In the radio article below, translate this sentence into Spanish: "Some on-air programs are in Hebrew, others in Arabic."
* START DOCUMENT PASSAGE *
Believe me, it does.
In other words of Eckhart Tolle in
"The Power of Now:"
"You are here to enable
the divine purpose of the universe to unfold. That is how important you
are!"
This
is our 400th message to you since 1998 about successes in Jewish-Palestinian
relationship-building, all remembered at http://traubman.igc.org/messages.htm
.
May their memories -- the courageous people and new
myths -- remind you in this season of deep meaning that your own light matters
more than you can imagine.
Associated Press -- Sunday, 19 December 2004
Article at: http://news.yahoo.com/news?tmpl=story&u=/ap/20041219/ap_en_ot/radio_for_peace_2
Photo at: http://story.news.yahoo.com/news?tmpl=story&u=/041219/480/nyr10112191518
Palestinian-Israeli Radio Aims to Unite
By DEEPTI HAJELA, Associated Press Writer
NEW YORK - The studio is in East Jerusalem, the
transmitter in Ramallah, in the West Bank. Half the staff is Israeli, the
others Palestinian. Some on-air programs are in Hebrew, others in Arabic.
From its founders to its employees to its musical
offerings, the mission is equality and peaceful coexistence at All For Peace
radio, the only jointly run Israeli-Palestinian radio in the Middle East.
The station started broadcasting music and talk
radio over the Internet in April, and says it gets up to 10,000 hits a day. A
few weeks ago, a radio transmitter was put in place to send its signal out over
FM radio.
In many of the 18 to 21 hours each day the station
plays music, at least one Arabic song and one Hebrew song are played. On talk shows,
30 hours throughout the week, newspaper headlines in Hebrew are read in Arabic,
and vice versa. Interview subjects run the gamut, from members of the Israeli
parliament to representatives of the militant group Hamas, said station
co-directors Shimon Malka and Maysa Baransi-Siniora.
The point is to help Israelis and Palestinians know
each other. "We're not doing this work for people who are with
us," said Baransi-Siniora, 28. "We want to reach the people who don't
know where they stand."
Malka and Baransi-Siniora visited the United States
this month to raise funds. They launched the station with a grant from the
European Union (news - web sites) that covers about 80 percent of the budget,
but that money will run out soon. They say they need about $750,000 a year to
run the operation.
"We started with no clue about what we were going
to do," said Malka, 37, an Israeli whose prior media work was in
television. "Every day we're climbing a bit higher, a bit deeper."
The station is a joint project of the Jewish-Arab
Centre for Peace at Givat Haviva and the Palestinian organization Biladi, which
publishes The Jerusalem Times. The organizations have previously partnered to
put together Crossing Borders, a youth magazine.
* END DOCUMENT PASSAGE *
* START MATERIAL SUPPLIED *
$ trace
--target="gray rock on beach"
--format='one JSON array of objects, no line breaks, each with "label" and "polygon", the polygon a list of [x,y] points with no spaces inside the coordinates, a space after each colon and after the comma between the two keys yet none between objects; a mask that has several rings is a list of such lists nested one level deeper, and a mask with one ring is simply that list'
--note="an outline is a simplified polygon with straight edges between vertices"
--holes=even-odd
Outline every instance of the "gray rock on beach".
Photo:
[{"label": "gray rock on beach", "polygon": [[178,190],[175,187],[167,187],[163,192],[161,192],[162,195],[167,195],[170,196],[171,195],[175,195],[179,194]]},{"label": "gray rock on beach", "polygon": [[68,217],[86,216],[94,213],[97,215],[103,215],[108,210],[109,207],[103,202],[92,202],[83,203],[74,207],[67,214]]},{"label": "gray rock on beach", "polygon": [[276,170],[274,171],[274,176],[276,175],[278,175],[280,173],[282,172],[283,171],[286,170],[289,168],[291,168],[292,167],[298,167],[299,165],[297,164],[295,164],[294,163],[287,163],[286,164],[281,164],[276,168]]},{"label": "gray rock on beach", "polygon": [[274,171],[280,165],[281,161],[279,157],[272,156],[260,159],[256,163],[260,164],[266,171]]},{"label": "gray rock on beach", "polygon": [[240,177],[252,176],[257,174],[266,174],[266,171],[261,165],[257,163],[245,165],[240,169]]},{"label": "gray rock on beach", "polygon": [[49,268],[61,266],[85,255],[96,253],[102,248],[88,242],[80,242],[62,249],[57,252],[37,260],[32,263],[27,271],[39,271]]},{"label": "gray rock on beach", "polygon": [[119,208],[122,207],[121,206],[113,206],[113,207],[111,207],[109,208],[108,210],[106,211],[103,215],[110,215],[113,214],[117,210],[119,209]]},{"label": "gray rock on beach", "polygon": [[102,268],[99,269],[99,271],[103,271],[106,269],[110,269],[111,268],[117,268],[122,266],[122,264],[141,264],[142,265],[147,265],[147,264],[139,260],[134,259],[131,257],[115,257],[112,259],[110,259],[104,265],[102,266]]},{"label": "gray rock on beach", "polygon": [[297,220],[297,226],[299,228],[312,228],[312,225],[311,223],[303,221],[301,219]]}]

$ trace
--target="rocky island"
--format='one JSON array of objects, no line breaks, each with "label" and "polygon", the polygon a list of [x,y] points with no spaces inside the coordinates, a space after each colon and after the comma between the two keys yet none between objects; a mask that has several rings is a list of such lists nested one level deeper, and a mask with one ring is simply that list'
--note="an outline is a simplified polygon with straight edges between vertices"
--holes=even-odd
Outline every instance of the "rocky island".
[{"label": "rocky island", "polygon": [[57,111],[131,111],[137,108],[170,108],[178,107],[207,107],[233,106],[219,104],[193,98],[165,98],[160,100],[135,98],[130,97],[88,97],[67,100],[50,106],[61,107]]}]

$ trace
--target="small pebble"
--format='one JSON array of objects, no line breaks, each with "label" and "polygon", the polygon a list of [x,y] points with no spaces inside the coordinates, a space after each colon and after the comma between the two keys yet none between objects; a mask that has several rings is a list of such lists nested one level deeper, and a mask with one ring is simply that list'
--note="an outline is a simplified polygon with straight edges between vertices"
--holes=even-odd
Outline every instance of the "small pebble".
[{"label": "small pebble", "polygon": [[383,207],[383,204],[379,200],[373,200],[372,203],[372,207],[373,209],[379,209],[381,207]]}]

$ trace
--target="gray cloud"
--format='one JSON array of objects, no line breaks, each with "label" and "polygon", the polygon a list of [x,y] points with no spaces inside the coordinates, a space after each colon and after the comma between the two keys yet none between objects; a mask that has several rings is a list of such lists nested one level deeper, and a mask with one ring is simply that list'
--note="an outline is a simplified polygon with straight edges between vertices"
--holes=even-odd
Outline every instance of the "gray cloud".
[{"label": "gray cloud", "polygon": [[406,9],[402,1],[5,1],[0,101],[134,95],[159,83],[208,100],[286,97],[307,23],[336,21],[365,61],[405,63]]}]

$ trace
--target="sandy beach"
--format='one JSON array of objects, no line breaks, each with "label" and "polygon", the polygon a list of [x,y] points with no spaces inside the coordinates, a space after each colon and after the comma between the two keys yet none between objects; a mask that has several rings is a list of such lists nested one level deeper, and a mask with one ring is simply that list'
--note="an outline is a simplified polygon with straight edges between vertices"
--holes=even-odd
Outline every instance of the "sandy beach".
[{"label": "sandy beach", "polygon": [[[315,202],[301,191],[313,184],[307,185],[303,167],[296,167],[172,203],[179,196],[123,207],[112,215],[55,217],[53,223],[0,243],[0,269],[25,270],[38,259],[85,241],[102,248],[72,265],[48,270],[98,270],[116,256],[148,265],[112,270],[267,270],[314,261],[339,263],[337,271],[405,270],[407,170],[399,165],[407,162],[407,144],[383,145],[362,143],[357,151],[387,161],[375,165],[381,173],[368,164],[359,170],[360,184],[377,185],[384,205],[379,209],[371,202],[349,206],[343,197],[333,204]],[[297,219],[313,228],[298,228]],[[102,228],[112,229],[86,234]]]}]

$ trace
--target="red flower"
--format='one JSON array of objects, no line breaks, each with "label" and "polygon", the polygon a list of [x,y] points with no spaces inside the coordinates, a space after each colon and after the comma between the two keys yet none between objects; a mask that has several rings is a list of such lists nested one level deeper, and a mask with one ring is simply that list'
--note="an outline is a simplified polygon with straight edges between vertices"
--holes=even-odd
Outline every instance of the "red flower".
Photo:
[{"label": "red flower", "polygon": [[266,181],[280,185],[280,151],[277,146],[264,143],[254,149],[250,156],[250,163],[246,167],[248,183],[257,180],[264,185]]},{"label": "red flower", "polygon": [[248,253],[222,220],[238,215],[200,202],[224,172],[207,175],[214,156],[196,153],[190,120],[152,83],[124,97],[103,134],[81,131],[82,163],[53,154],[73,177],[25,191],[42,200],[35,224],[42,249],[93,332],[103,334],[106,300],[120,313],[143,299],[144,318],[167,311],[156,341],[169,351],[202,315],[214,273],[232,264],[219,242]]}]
* END MATERIAL SUPPLIED *
FINISHED EXERCISE
Algunos programas al aire son en hebreo; otros, en árabe.